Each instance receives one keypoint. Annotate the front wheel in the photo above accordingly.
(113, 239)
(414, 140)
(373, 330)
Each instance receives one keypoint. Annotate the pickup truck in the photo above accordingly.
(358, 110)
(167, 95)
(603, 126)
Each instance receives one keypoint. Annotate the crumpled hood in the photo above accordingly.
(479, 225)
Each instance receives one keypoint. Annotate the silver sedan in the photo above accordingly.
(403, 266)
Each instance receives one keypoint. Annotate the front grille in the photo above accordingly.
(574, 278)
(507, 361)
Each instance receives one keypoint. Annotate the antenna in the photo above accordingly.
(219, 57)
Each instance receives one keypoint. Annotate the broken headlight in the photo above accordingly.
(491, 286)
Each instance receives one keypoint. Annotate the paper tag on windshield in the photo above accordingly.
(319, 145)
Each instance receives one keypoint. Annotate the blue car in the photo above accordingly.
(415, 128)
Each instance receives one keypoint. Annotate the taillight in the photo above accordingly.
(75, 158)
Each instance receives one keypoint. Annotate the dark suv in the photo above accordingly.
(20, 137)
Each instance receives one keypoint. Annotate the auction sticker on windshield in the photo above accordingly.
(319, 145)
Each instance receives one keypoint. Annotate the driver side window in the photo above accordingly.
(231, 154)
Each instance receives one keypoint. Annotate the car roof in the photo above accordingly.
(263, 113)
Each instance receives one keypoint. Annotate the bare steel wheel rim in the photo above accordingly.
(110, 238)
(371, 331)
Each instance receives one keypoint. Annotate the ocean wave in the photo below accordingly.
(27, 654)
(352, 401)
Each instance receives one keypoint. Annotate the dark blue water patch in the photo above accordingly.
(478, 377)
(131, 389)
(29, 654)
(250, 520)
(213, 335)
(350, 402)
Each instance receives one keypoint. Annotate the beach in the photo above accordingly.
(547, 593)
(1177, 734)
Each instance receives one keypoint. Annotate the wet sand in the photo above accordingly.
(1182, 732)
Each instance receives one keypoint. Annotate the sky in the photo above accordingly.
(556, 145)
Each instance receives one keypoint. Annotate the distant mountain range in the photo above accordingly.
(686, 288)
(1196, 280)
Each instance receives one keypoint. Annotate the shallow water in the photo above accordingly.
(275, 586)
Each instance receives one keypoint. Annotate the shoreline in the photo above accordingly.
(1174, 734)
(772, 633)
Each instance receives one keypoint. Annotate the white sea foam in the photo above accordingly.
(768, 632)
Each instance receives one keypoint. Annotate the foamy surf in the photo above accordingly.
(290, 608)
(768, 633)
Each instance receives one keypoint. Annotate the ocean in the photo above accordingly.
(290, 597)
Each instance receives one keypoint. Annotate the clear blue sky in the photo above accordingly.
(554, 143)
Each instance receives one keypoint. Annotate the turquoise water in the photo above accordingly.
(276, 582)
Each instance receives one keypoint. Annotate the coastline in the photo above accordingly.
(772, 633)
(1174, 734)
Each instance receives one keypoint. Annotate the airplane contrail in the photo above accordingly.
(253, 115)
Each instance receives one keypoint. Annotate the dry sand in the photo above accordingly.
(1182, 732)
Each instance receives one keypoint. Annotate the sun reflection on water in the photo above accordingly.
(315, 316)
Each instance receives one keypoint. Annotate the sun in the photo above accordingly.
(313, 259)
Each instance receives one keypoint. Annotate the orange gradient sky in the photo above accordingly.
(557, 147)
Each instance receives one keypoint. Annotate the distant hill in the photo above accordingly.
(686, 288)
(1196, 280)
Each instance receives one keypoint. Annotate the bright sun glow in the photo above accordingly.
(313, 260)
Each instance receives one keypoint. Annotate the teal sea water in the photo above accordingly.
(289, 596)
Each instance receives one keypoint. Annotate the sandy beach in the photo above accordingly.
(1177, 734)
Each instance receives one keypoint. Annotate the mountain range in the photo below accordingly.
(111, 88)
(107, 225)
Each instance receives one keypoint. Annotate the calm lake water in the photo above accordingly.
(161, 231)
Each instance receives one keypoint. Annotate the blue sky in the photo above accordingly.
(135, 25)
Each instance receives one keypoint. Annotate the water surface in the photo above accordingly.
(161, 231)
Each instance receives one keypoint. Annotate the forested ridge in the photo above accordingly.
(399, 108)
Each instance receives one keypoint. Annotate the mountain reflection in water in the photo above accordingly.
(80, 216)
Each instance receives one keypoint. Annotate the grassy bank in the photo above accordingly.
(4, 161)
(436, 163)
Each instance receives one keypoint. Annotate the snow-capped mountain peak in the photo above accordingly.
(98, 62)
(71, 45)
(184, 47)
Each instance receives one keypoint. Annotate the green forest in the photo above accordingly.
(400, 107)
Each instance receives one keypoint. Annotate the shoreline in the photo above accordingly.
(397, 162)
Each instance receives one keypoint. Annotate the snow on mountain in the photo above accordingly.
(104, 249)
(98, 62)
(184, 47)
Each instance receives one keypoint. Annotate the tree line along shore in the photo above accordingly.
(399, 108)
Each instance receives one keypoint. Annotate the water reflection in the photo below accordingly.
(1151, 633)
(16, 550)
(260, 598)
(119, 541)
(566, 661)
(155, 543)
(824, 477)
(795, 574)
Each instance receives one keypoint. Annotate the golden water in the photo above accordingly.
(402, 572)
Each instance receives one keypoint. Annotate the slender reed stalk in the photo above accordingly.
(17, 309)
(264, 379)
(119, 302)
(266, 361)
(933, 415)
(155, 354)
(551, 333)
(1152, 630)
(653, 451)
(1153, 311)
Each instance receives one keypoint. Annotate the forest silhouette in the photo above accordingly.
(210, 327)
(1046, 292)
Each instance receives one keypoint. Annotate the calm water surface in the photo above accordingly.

**What is needed:**
Starting at the top, retype every line of the material above exactly.

**Solution for this exercise:**
Each instance receives one keypoint. Annotate the front wheel in the photo above accordingly.
(113, 239)
(414, 140)
(373, 330)
Each instance receives one keypoint. Annotate the pickup truck in the photo above accordingly.
(358, 110)
(167, 95)
(603, 126)
Each instance receives one keypoint. Annotate the crumpled hood in the photo above accordingly.
(479, 225)
Each instance receives one keypoint. Annotate the silver sedan in the photo above accordingly.
(403, 266)
Each instance receives one keypoint. Annotate the front grille in the photo above accordingly.
(574, 278)
(507, 361)
Each instance receives one keypoint. Annotate the antenna in the photo above accordingly.
(219, 57)
Each instance receives one keypoint. Annotate the broken headlight in the photo above accordingly.
(491, 286)
Each instance receives one keypoint. Annotate the paper tag on windshield in the photo above accordingly.
(319, 145)
Each instance receives one keypoint. Annotate the blue car in the photo above accordingly.
(415, 128)
Each instance receives one keypoint. Annotate the taillight in the photo above accordingly.
(75, 158)
Each instance receives one keypoint. Annotate the dark suv in the photo above accordingly.
(20, 137)
Each instance receives one keypoint. Annotate the auction sticker on windshield in the photo above accordingly.
(319, 145)
Each instance receives one keypoint. Annotate the driver side window in the photo above accordingly.
(231, 154)
Each instance receives one keypoint. Annotate the car roof in the photo above accordingly.
(263, 113)
Each instance receives one keypoint. Annotate the bare steel wheel rim in the photo above accordingly.
(110, 238)
(371, 331)
Each instance receives one keypoint. Annotate the ocean wave in the photo below accordingly.
(27, 654)
(352, 401)
Each instance receives one keypoint. Annotate the dark blue water patch in the photo above accordingly.
(478, 377)
(131, 389)
(29, 654)
(250, 520)
(213, 335)
(350, 402)
Each instance receives one keypoint. Annotate the beach in the photo above accordingly.
(547, 593)
(1177, 734)
Each instance receives one keypoint. Annotate the wet sand in the photo above accordingly.
(1182, 732)
Each instance receives one keypoint. Annotate the sky in the photo above accordingly.
(556, 145)
Each instance receives one keypoint. Annotate the distant mountain range in the photo above accordingly.
(686, 288)
(1196, 280)
Each instance receives one keypoint. Annotate the shallow water in the photo above accordingly.
(275, 586)
Each instance receives one keypoint. Annotate the shoreline in the photo above accordingly.
(1174, 734)
(772, 633)
Each instance receives one keypoint. Annotate the white sea foam in the photo above accordingly.
(768, 632)
Each instance receives one keypoint. Annotate the foamy surf in the photo above accordingly.
(290, 608)
(768, 633)
Each instance receives one keypoint. Annotate the ocean in the photo above accordingly.
(290, 597)
Each instance receives one keypoint. Annotate the clear blue sky in the photo above accordingly.
(554, 143)
Each instance receives one keypoint. Annotate the turquoise water in the photo above accordingly.
(276, 582)
Each instance receives one keypoint. Annotate the coastline in the photo above accordingly.
(772, 633)
(1174, 734)
Each instance receives one keypoint. Annotate the airplane contrail in the photo above accordingly.
(253, 115)
Each instance receives one keypoint. Annotate the dry sand in the photo above accordingly.
(1182, 732)
Each instance receives one keypoint. Annotate the sun reflection on water in the photo above accordingly.
(315, 316)
Each instance receives one keypoint. Annotate the sun in the photo above accordingly.
(313, 259)
Each instance receives one keypoint. Annotate the orange gradient sky in the photo above accordingly.
(557, 147)
Each instance receives one keypoint. Annotate the distant hill in the photo above accordingly.
(686, 288)
(1196, 280)
Each instance receives one keypoint. Annotate the bright sun glow in the photo above accordingly.
(313, 260)
Each instance receives one keypoint. Annotate the teal sea water in the photo above accordingly.
(289, 596)
Each instance receives one keypoint. Annotate the sandy beach in the photo above accordingly.
(1177, 734)
Each instance receives one keypoint. Annotate the mountain range in the photo below accordingly.
(111, 88)
(107, 225)
Each instance receives one keypoint. Annotate the calm lake water in the photo above accordingly.
(161, 231)
Each instance receives one keypoint. Annotate the blue sky in the photo above accordingly.
(135, 25)
Each instance receives one keypoint. Annotate the water surface in the photo above accordingly.
(161, 231)
Each instance receives one keypoint. Annotate the forested ridge in the photo above accordingly.
(399, 108)
Each instance receives one keypoint. Annotate the mountain reflection in water in the photo above accordingly.
(80, 216)
Each instance receives one keypoint. Annotate the grassy bank in the photo above accordingly.
(4, 161)
(436, 163)
Each instance receives one keypoint. Annotate the snow-capped mountain peak in the photo above accordingly.
(98, 62)
(71, 45)
(184, 47)
Each instance receives one keypoint. Annotate the green forest in the photo above accordingly.
(400, 107)
Each instance receives one keypoint. Annotate the shoreline in the photo above accordingly.
(397, 162)
Each instance receives one keypoint. Annotate the snow on mountain in the photo above accordingly.
(104, 249)
(98, 62)
(184, 47)
Each instance receives one keypoint. Annotate the tree line along shore in the photo above accordingly.
(399, 108)
Each instance receives one keypoint. Annotate the water reflection in the photo below accordingly.
(1151, 633)
(16, 550)
(260, 598)
(119, 541)
(566, 661)
(155, 543)
(824, 477)
(795, 574)
Each instance receives one keypoint. Annotate the golden water in the photo above accordingly.
(402, 572)
Each instance receives one keypoint. Annotate the slender reed stalk in the photo above accordingly.
(17, 309)
(264, 379)
(119, 302)
(266, 361)
(933, 415)
(155, 354)
(551, 333)
(1152, 630)
(653, 451)
(1153, 311)
Each instance receives one keypoint. Annotate the forest silhouette in the photo above accordingly.
(210, 327)
(1046, 292)
Each instance receives one keypoint. Annotate the calm water surface in the photo above accordingly.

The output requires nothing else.